### Supplied material
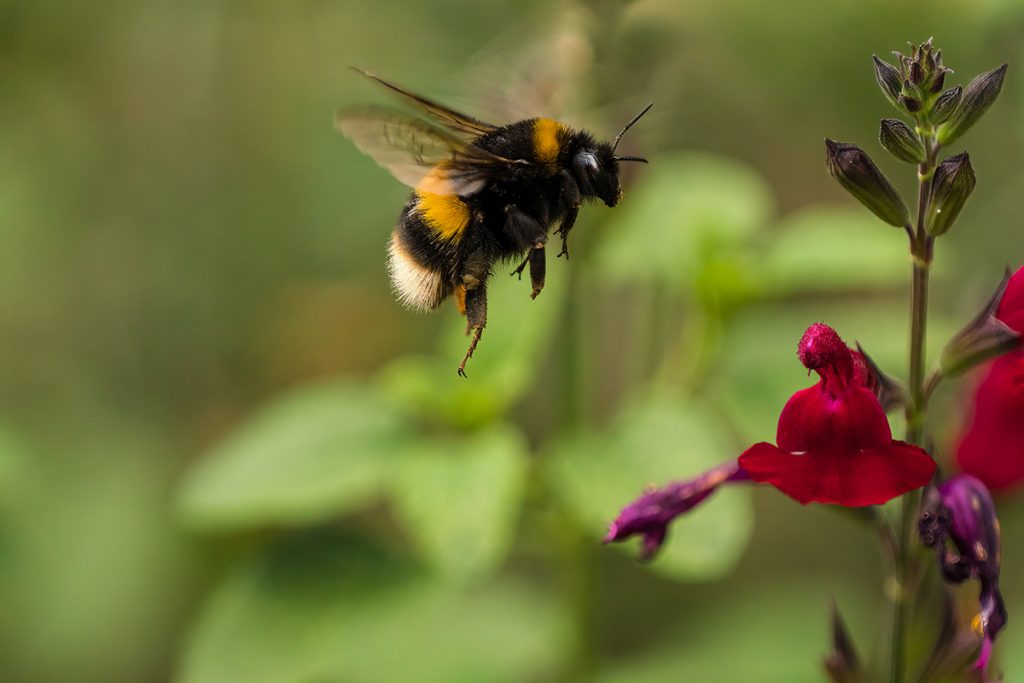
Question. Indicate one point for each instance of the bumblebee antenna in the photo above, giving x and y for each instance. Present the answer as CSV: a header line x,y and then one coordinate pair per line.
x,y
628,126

* * *

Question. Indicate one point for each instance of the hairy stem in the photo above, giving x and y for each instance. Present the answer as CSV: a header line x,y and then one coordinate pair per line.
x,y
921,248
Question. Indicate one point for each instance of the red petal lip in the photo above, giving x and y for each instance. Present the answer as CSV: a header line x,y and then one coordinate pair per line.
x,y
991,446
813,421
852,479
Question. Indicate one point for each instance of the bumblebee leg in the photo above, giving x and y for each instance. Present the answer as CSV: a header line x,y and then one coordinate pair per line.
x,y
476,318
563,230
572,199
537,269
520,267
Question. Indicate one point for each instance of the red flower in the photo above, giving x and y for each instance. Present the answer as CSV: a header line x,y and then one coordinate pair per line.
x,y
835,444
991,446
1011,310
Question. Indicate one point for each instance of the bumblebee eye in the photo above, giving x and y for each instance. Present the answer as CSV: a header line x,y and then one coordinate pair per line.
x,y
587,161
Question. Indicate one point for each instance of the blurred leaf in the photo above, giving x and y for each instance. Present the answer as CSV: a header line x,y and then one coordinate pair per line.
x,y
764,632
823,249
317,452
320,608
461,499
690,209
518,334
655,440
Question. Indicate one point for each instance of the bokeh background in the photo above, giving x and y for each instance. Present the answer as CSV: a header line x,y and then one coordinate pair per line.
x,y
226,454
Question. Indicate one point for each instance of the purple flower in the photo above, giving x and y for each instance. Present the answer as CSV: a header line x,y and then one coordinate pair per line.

### What is expected
Filter the data above and copy out every line containing the word "flower". The match is case-sensitive.

### Task response
Question. Indicate one point for each instance of the red flower in the photo above, giving x and y for each instance. Present the answer as CSV: a header line x,y and then one coordinate pair per line.
Question. Indicate one point for each instance of the purple flower in the photo above, giving x and y for each instance. Present the answer as CSV: a header line x,y and then one coordinate pair per line.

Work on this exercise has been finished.